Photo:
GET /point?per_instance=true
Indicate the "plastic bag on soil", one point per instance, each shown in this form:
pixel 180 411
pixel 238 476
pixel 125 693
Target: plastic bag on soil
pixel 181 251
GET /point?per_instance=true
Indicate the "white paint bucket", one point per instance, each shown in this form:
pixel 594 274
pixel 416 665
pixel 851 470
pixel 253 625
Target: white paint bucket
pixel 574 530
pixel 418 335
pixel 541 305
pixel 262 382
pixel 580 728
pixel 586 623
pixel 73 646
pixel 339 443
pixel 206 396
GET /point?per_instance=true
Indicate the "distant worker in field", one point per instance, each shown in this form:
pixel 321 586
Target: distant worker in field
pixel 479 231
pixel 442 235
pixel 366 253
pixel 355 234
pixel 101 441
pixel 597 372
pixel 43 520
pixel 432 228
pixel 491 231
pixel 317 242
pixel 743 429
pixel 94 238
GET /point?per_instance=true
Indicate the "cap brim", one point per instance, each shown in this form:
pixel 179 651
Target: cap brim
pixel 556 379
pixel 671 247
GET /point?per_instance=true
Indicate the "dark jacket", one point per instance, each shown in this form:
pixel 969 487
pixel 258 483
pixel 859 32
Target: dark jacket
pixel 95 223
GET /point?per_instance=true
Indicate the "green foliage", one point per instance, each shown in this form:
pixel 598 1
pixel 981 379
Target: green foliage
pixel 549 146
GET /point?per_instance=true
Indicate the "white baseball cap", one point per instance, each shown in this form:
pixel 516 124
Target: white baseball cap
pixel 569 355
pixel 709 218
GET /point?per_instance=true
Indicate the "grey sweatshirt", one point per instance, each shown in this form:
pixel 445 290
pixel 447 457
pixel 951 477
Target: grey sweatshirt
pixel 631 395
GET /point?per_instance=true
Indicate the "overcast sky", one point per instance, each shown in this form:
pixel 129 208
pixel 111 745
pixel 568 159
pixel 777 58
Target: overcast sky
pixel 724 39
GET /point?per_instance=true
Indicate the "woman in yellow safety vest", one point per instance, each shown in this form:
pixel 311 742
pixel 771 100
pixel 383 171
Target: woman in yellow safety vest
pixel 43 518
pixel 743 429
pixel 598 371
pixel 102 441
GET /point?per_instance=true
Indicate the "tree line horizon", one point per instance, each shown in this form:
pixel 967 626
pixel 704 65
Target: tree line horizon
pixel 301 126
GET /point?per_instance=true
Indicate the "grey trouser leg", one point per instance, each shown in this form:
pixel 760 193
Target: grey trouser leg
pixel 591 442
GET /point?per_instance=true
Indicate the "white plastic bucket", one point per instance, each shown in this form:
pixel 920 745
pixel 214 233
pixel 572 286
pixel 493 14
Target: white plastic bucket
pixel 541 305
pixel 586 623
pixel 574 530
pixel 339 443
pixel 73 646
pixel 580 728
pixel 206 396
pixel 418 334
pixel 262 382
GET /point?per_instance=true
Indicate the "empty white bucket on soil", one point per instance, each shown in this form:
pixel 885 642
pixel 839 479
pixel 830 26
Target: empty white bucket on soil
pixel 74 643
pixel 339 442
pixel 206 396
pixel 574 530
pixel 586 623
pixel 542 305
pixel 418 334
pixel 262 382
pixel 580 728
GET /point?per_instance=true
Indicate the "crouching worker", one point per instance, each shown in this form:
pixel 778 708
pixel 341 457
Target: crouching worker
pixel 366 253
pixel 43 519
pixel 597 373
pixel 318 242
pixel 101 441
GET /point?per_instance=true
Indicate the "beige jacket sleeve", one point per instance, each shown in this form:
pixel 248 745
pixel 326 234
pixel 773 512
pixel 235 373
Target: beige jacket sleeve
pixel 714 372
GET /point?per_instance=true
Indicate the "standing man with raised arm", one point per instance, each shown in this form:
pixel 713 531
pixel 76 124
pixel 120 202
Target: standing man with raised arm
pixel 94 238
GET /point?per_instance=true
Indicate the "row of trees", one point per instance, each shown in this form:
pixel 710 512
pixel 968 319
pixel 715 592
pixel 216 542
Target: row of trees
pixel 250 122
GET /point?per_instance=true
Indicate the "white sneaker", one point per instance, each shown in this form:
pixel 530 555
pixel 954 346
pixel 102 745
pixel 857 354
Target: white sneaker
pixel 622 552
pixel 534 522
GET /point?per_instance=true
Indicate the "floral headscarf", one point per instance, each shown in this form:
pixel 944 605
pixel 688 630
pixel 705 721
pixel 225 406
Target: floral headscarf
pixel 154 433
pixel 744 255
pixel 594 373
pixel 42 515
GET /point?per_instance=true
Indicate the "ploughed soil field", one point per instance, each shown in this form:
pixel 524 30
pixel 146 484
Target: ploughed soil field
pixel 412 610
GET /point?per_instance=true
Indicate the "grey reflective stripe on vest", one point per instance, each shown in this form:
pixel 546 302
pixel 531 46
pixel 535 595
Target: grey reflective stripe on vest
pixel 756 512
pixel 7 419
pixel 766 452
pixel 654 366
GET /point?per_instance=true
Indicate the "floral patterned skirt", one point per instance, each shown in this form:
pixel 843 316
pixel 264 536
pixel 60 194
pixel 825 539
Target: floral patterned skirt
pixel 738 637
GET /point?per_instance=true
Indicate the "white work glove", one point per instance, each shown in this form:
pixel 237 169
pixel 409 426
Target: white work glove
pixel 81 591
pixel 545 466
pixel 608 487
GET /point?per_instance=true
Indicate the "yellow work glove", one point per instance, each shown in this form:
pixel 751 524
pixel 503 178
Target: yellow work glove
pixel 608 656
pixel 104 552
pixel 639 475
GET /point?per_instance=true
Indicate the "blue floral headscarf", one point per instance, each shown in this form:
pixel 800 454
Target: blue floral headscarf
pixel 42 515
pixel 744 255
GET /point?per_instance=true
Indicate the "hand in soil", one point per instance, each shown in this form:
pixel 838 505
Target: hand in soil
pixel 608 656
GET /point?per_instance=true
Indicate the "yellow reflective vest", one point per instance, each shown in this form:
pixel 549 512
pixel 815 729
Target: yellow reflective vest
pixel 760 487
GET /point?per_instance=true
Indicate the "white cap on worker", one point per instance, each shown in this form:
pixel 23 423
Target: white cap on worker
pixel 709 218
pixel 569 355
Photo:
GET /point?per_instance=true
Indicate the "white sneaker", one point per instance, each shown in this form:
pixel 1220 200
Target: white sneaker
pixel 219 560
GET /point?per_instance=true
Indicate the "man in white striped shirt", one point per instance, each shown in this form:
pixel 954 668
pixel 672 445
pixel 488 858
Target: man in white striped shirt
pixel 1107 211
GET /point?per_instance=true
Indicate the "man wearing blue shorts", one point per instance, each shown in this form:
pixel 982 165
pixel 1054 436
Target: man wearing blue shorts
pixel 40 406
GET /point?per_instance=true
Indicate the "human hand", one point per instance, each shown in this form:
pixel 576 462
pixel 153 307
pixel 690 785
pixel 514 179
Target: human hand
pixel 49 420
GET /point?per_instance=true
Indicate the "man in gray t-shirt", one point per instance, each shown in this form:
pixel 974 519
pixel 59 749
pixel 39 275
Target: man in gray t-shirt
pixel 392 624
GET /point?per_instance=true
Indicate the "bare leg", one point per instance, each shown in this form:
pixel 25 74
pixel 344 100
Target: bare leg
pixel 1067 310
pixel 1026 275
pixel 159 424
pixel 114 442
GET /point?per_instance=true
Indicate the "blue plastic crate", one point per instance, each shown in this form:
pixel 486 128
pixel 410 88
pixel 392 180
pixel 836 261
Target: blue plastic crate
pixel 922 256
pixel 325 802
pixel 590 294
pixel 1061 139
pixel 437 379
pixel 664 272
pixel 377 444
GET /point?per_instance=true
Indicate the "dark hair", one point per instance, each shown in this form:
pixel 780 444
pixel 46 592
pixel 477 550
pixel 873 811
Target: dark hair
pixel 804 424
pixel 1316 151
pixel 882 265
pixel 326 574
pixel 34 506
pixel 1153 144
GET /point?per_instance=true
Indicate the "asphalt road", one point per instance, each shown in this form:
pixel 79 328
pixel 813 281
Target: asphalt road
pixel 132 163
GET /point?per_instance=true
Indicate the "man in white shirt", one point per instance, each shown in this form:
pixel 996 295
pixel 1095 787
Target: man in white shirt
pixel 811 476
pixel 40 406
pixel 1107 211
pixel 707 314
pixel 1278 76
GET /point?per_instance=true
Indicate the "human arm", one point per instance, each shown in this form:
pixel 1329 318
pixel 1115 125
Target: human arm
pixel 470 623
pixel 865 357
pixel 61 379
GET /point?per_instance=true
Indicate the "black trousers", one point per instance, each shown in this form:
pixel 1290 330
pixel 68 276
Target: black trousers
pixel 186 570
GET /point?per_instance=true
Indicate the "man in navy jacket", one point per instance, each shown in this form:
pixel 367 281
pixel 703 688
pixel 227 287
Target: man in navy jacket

### Work to be completed
Copy out only the lines above from the one with "pixel 839 479" to the one with "pixel 535 595", inclusive, exactly as they stand.

### Response box
pixel 839 479
pixel 830 26
Target: empty white bucket on soil
pixel 74 643
pixel 339 442
pixel 206 396
pixel 574 530
pixel 586 623
pixel 542 305
pixel 418 334
pixel 262 382
pixel 580 728
GET /point?per_instance=true
Indicate the "crouching worker", one point per instance, each shown in this form:
pixel 778 708
pixel 341 457
Target: crouching worker
pixel 366 253
pixel 43 519
pixel 597 373
pixel 318 242
pixel 101 441
GET /point?per_instance=true
Indicate the "beige jacket sleeve", one point per instance, each shown in this form:
pixel 248 745
pixel 326 234
pixel 773 512
pixel 235 373
Target: beige jacket sleeve
pixel 714 372
GET /point?per_instance=true
Indicate the "standing man with raised arm", one point per instance, each shown in this form:
pixel 713 531
pixel 76 124
pixel 120 202
Target: standing man with raised arm
pixel 94 238
GET /point?per_instance=true
Indicate the "row of trees", one point per instance, each shown in this form:
pixel 710 512
pixel 968 319
pixel 715 592
pixel 216 542
Target: row of trees
pixel 250 122
GET /point?per_instance=true
Indicate the "white sneaker", one point per instance, each shown in this form:
pixel 530 555
pixel 954 346
pixel 102 745
pixel 857 354
Target: white sneaker
pixel 622 552
pixel 534 522
GET /point?per_instance=true
Indicate the "floral headscarf", one point per instance, each shown in this form:
pixel 944 605
pixel 688 630
pixel 705 721
pixel 225 406
Target: floral headscarf
pixel 154 433
pixel 744 255
pixel 594 373
pixel 42 515
GET /point?per_instance=true
Indicate the "ploughed soil field", one point per instance, each shown in this form:
pixel 524 30
pixel 146 484
Target: ploughed soil field
pixel 412 610
GET /point?per_instance=true
Indicate the "grey reflective stripe on vest", one point per instance, each shown in this form:
pixel 546 302
pixel 531 46
pixel 535 595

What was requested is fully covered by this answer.